# THE TASK
Once the line containing "Tag the gray" is found in the listing below, return it and each line after it through the last, exactly as given.
Start of STUDY MATERIAL
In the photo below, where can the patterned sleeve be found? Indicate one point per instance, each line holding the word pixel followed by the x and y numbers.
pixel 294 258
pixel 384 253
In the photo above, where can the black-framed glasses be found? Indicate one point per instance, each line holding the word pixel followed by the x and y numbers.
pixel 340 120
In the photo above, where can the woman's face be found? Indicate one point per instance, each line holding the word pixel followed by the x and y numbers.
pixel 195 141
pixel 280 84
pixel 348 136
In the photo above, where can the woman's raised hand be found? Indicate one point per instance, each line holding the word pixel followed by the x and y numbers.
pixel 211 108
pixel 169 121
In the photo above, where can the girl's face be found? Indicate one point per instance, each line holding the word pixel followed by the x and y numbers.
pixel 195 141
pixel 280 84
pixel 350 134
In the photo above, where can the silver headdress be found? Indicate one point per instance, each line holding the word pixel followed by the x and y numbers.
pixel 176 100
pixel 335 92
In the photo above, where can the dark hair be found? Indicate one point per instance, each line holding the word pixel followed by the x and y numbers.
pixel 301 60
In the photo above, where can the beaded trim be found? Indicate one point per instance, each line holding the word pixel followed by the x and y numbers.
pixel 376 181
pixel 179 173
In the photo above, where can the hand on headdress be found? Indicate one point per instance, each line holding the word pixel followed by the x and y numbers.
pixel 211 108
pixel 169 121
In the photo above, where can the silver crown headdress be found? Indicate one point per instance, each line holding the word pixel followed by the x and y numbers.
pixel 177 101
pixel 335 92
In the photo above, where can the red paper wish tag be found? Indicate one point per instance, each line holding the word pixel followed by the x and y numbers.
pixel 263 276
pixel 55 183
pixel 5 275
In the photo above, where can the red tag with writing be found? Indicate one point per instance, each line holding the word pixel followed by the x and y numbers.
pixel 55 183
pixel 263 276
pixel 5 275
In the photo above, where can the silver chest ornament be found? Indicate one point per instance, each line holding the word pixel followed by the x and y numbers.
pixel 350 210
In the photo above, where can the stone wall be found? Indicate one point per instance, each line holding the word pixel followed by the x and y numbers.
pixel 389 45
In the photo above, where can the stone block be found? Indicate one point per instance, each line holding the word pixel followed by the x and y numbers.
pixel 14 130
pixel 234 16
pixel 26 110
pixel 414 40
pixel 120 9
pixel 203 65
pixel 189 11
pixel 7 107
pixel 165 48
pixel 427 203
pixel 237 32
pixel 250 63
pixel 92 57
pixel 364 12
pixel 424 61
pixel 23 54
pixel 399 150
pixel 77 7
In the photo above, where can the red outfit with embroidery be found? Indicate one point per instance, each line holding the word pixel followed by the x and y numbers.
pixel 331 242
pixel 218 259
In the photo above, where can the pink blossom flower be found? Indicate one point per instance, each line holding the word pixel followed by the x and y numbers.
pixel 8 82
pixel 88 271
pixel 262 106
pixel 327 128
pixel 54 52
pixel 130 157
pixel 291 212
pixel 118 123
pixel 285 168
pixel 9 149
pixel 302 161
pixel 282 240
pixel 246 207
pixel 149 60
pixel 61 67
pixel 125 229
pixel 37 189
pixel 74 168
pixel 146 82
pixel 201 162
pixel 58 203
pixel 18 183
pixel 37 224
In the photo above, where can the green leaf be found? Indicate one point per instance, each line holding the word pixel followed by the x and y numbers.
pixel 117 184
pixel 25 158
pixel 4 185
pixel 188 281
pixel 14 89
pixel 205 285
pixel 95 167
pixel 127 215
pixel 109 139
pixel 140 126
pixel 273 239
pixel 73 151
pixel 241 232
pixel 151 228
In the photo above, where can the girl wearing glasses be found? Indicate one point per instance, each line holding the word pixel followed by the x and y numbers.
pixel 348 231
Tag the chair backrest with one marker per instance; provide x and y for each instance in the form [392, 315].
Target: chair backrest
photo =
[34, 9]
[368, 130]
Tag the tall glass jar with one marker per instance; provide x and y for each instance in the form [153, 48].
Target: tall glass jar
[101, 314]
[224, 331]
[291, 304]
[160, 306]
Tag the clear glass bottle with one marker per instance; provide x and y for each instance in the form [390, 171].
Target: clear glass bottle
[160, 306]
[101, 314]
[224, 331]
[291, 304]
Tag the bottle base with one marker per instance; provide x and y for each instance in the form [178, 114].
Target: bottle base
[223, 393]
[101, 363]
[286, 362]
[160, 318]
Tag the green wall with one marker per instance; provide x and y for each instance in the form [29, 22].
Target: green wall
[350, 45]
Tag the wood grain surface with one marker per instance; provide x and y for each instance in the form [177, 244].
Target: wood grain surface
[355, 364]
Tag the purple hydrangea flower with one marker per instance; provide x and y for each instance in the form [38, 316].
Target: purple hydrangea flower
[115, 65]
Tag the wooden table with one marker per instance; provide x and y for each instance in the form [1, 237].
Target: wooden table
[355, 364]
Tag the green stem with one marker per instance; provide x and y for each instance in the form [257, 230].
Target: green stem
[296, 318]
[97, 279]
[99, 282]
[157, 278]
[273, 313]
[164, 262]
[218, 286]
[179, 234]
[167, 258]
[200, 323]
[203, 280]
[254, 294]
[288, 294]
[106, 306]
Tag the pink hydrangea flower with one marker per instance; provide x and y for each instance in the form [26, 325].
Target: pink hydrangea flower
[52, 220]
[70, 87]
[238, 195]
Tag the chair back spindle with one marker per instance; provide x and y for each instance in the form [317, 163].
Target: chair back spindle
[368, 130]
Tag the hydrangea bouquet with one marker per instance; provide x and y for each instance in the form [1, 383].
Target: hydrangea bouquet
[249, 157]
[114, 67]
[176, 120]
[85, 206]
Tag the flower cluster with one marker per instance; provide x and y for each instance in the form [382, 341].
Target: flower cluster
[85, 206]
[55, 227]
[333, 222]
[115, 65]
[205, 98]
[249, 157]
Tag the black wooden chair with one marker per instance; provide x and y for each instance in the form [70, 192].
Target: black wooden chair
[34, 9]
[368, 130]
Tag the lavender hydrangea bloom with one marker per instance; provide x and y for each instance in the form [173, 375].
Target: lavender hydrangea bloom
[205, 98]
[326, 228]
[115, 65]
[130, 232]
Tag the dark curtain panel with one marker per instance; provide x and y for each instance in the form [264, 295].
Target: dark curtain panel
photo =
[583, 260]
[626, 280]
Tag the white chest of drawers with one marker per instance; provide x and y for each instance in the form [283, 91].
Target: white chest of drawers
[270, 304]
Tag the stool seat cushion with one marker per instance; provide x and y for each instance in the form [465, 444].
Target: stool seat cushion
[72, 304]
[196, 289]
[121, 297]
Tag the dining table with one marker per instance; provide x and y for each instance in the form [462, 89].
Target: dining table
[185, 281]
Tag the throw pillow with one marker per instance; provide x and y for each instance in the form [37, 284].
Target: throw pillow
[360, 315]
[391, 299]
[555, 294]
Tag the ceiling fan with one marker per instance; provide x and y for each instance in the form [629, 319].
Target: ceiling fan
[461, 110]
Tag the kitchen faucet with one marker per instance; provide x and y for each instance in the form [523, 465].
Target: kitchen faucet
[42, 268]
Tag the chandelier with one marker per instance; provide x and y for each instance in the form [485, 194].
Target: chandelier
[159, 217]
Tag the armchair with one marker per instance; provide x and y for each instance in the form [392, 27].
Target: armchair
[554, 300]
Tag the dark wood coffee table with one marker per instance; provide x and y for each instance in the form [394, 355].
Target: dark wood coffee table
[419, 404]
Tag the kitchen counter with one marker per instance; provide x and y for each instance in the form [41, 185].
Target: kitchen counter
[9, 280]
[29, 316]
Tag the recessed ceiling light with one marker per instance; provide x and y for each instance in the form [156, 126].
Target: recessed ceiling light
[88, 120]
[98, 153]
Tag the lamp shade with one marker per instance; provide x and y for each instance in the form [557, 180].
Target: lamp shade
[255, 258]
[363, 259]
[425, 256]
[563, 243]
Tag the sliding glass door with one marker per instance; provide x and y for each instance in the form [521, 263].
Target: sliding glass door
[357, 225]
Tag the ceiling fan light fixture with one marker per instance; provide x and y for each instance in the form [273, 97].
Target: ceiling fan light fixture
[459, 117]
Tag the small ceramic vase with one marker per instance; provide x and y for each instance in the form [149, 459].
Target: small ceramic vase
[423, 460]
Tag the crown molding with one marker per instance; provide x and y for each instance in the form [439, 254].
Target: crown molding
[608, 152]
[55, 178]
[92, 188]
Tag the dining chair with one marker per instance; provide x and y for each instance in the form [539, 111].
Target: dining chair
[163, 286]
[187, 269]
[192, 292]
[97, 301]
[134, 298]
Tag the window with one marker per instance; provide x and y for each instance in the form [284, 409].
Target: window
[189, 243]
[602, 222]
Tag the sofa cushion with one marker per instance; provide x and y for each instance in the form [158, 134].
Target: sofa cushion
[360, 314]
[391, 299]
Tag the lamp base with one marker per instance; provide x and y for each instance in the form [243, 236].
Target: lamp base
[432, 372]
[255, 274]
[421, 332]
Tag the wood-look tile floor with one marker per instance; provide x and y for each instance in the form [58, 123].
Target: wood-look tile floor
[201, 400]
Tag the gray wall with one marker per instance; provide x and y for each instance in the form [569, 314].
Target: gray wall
End of STUDY MATERIAL
# THE COMPLETED TASK
Tag the gray wall with one marker per instance; provide x and y for each instance in the form [569, 314].
Target: gray wall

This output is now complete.